╔══
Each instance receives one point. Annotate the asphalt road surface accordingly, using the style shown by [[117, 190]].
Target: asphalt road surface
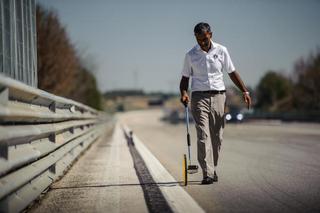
[[264, 167]]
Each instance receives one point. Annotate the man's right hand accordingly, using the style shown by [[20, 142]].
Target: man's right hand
[[185, 99]]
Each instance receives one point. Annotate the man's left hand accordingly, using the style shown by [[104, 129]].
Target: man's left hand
[[247, 99]]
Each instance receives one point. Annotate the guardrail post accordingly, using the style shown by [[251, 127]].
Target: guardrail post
[[53, 106], [4, 151], [4, 95], [52, 138]]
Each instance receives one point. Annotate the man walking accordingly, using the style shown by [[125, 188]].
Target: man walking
[[205, 64]]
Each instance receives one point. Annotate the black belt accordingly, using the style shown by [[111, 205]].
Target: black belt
[[211, 92]]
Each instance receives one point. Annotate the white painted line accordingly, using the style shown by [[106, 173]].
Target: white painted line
[[178, 199]]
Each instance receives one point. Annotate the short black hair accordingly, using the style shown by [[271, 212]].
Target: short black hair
[[202, 28]]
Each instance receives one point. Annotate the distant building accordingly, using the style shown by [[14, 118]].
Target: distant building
[[18, 52]]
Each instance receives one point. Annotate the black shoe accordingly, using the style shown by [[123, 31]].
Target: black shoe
[[207, 180], [215, 177]]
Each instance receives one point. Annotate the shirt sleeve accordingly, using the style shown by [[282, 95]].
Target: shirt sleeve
[[186, 71], [228, 65]]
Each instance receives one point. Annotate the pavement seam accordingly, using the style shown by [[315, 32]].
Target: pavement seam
[[178, 199]]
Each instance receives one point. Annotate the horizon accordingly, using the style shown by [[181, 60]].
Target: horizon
[[134, 45]]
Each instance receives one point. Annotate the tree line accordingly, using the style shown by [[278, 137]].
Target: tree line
[[299, 92], [61, 70]]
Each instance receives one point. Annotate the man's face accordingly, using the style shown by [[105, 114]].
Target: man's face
[[203, 40]]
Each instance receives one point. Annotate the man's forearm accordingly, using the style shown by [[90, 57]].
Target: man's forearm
[[184, 84], [236, 79]]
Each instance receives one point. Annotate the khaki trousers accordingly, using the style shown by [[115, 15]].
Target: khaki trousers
[[208, 114]]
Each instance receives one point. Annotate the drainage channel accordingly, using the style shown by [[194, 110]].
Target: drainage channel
[[153, 196]]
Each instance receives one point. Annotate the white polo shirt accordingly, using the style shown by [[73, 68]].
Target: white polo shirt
[[206, 69]]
╚══
INSTRUCTION:
All of the lines above should be retyped precisely, apart from the pictures.

SOLUTION TO THE PROBLEM:
Each instance receives one point. Annotate the asphalt road surface accordingly, using the style shown by [[117, 190]].
Target: asphalt road surface
[[264, 167]]
Each instance receives one point. Annotate the man's right hand accordingly, using the style shown by [[20, 142]].
Target: man's right hand
[[185, 99]]
Each instance receives one point. Annotate the man's left hand accordingly, using the style shown by [[104, 129]].
Target: man's left hand
[[247, 99]]
Each instance receives one point. Annotate the guardrail post accordingly, using the style shown by [[251, 127]].
Target: guardrail post
[[53, 106], [4, 151], [4, 95], [52, 138]]
Each instance receives one point. Annotate the man walking accordingly, using the style shown by [[125, 188]].
Target: man walking
[[205, 64]]
Each instance receives one point. Annotate the black belt accordingly, using the style shown by [[111, 205]].
Target: black belt
[[211, 92]]
Each instance receives one point. Annotate the white painted line accordingly, using the style shown by [[106, 173]].
Target: white painted line
[[178, 199]]
Each instance receives one point. Annotate the short black hair accordingly, using the style shown by [[271, 212]].
Target: short black hair
[[202, 28]]
Each instance receives one point. Annotate the distant building accordingly, using the style shown by [[14, 118]].
Target: distant building
[[18, 52]]
Each instance receives one point. Annotate the black shoe accordingly, using the style shown by [[123, 31]].
Target: black shoe
[[207, 180], [215, 177]]
Each instance receives one point. Annotate the shirt sleeve accordingly, using the style shown by [[282, 95]].
Target: shirt sleeve
[[186, 71], [228, 65]]
Each instance receives one point. Annotate the pavement seam accordingly, using the style shown by [[315, 32]].
Target: pavement seam
[[178, 199]]
Each instance receives one point. Annotate the horizon accordingly, using the style shown by [[181, 60]].
Target: horizon
[[134, 45]]
Each instance receives one point. Annotate the tree line accordingly, using the style shown by [[278, 137]].
Target: tree line
[[299, 92], [61, 70]]
Each instance receives one point. Annotate the man's face accordingly, using the style shown by [[105, 114]].
Target: man's face
[[203, 40]]
Each instance receives one point. Annotate the man's forearm accordingly, using the style shown by [[90, 57]].
Target: man's forearm
[[184, 84], [236, 79]]
Each instance receives one point. Annotate the khaki trousers accordingly, using the style shown by [[115, 15]].
Target: khaki trousers
[[208, 114]]
Each instance receives one point. Annotate the drainage channel accordingly, using the style shown by [[194, 110]].
Target: drainage channel
[[153, 196]]
Each instance receives one point. Annotate the white polo shirt accordingly, using the style shown by [[73, 68]].
Target: white polo shirt
[[206, 69]]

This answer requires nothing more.